■ **Work required**
Can you set out every line of the material as a Markdown table with the columns Row and Content, numbering each line and skipping blank ones?

■ **Task material**
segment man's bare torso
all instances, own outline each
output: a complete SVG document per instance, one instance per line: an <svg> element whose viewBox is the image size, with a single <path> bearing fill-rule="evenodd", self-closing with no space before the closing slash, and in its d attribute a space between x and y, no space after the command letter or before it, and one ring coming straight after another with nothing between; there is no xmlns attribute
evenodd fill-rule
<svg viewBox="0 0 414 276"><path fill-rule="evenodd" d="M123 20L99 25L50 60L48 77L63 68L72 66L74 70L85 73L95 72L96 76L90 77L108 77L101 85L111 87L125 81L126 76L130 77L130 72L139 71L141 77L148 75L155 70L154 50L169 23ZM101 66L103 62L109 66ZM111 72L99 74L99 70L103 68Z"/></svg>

■ **Output of the task**
| Row | Content |
|---|---|
| 1 | segment man's bare torso |
| 2 | all instances, own outline each |
| 3 | output: a complete SVG document per instance, one instance per line: an <svg> element whose viewBox is the image size, with a single <path> bearing fill-rule="evenodd", self-closing with no space before the closing slash, and in its d attribute a space between x and y, no space after the command letter or before it, and one ring coming straight after another with nothing between; there is no xmlns attribute |
| 4 | evenodd fill-rule |
| 5 | <svg viewBox="0 0 414 276"><path fill-rule="evenodd" d="M123 20L99 25L50 60L48 77L63 68L72 66L74 70L85 73L95 72L96 76L90 77L108 77L101 85L111 87L125 81L126 76L130 77L130 72L139 71L141 77L148 75L155 70L154 50L169 23ZM101 66L103 62L109 66ZM111 72L99 74L99 70L103 68Z"/></svg> |